▶ _Text excerpt_:
Skip to content

Contributing Setup

This guide will help you set up a development environment for contributing to pgdelta.

Prerequisites

  • Python 3.13+
  • Docker (for running PostgreSQL test containers)
  • Git

Development Setup

1. Clone the Repository

git clone https://github.com/olirice/pgdelta.git
cd pgdelta

2. Create Virtual Environment

# Create virtual environment
python -m venv venv

# Activate virtual environment
# On Linux/macOS:
source venv/bin/activate
# On Windows:
venv\Scripts\activate

3. Install Dependencies

# Install pgdelta in editable mode with development dependencies
pip install -e ".[dev]"

# Install documentation dependencies (optional)
pip install -e ".[docs]"

4. Install Pre-commit Hooks

# Install pre-commit hooks
pre-commit install

# Test pre-commit hooks
pre-commit run --all-files

5. Verify Installation

# Run tests to verify everything works
pytest

# Run specific test categories
pytest -m "not slow"              # Skip slow tests
pytest -m integration             # Run integration tests
pytest -m roundtrip              # Run roundtrip tests

# Check code quality
mypy src/pgdelta
ruff check .

▶ _Dataset extract_:
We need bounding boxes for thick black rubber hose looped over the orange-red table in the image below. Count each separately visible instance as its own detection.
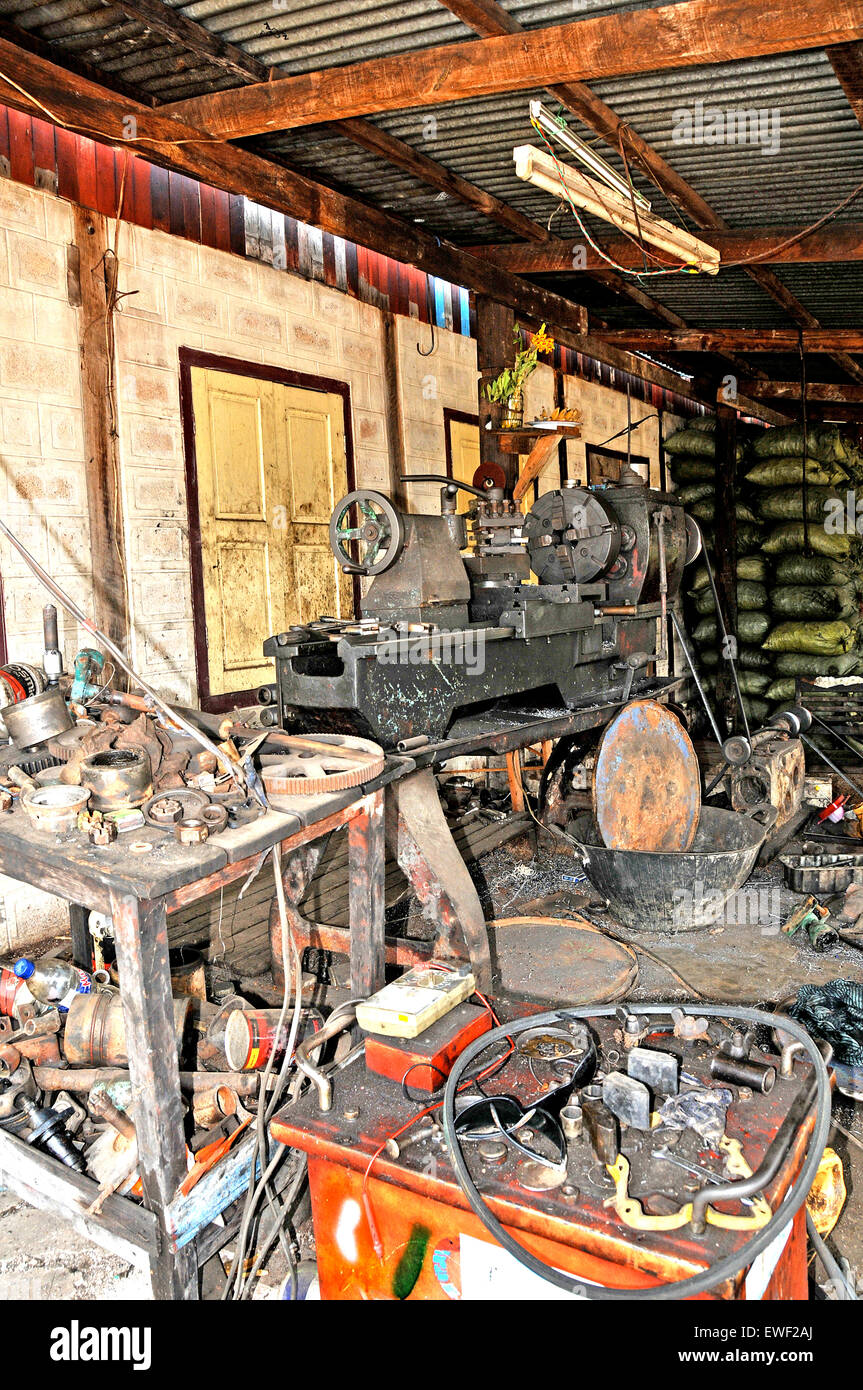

▶ _Task requirements_:
1. Edit the pgdelta setup guide, starting with "Contributing Setup" and going on through "PostgreSQL test containers)", changing "Docker" to "Podman".
2. According to the pgdelta setup guide, what command installs the pre-commit hooks?

▶ _Written answers_:
1.
Contributing Setup

This guide will help you set up a development environment for contributing to pgdelta.

Prerequisites

  • Python 3.13+
  • Podman (for running PostgreSQL test containers)

2. pre-commit install